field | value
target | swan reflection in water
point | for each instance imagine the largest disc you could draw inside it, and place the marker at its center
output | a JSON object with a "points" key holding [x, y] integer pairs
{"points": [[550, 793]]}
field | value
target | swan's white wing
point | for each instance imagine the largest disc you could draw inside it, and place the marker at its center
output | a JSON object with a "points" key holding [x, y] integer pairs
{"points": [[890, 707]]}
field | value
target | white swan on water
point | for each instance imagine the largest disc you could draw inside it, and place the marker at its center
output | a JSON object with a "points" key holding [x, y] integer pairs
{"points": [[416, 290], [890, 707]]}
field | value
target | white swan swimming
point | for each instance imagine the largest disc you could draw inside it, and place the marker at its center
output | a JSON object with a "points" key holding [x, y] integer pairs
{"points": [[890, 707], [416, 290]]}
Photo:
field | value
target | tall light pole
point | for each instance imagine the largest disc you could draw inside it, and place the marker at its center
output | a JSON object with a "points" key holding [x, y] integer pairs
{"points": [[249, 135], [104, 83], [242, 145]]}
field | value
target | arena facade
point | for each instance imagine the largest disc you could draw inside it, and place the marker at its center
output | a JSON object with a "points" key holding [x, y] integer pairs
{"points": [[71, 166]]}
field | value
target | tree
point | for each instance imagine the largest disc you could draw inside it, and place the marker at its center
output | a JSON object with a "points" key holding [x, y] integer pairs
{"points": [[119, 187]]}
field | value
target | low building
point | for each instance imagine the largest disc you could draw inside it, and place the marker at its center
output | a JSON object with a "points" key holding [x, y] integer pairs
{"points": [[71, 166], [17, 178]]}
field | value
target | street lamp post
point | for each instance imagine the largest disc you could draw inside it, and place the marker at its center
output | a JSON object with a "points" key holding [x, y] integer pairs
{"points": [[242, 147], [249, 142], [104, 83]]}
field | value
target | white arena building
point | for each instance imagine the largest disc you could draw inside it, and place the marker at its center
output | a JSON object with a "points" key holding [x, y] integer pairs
· · · ·
* EXERCISE BRIEF
What is needed here is an exact copy of all the entries.

* RESULT BELOW
field | value
target | swan reflection in water
point | for each instance imagine the largest disc you could draw inside it, and place the marker at its center
output | a JSON object with a "points" key holding [x, y] integer pairs
{"points": [[550, 793]]}
field | value
target | swan's white wing
point | for each instance imagine the largest disc you could draw inside it, and place the marker at its center
output | a JSON object with a "points" key holding [x, y] integer pairs
{"points": [[890, 707]]}
field | value
target | white swan on water
point | for each instance imagine the largest disc you could draw inside it, and place the marker at its center
output | a JSON object with a "points" key holding [x, y] integer pairs
{"points": [[416, 290], [890, 707]]}
field | value
target | white swan swimming
point | for each instance imagine the largest disc you could draw inside it, and place the marker at its center
output | a JSON object with a "points" key holding [x, y] integer pairs
{"points": [[890, 707], [416, 290]]}
Photo:
field | value
target | tall light pole
point | for each instance imagine the largest disc you could draw inside it, and place the marker at its center
output | a JSON object with a "points" key holding [x, y] integer pairs
{"points": [[249, 135], [104, 83], [242, 145]]}
field | value
target | arena facade
point | for each instance imagine the largest disc you could draw inside it, and place the marker at its center
output | a JSON object with a "points" key holding [x, y] integer pairs
{"points": [[71, 166]]}
field | value
target | tree
point | for each instance imagine the largest disc you could draw inside it, and place the marker at its center
output | a JSON object with a "points" key holding [x, y] integer pairs
{"points": [[119, 187]]}
field | value
target | low building
point | for each instance imagine the largest disc you could draw inside it, and place the marker at its center
output | a JSON object with a "points" key holding [x, y] integer pairs
{"points": [[71, 166], [17, 178]]}
field | value
target | street lamp post
point | for each instance imagine the largest disc you could draw inside it, and place the marker at its center
output | a JSON object with a "points" key holding [x, y] integer pairs
{"points": [[242, 147], [249, 142], [104, 83]]}
field | value
target | white arena building
point | for each instance imagine the largest disc you could draw inside it, and place the marker at its center
output | a JSON object with a "points" key holding [x, y] integer pairs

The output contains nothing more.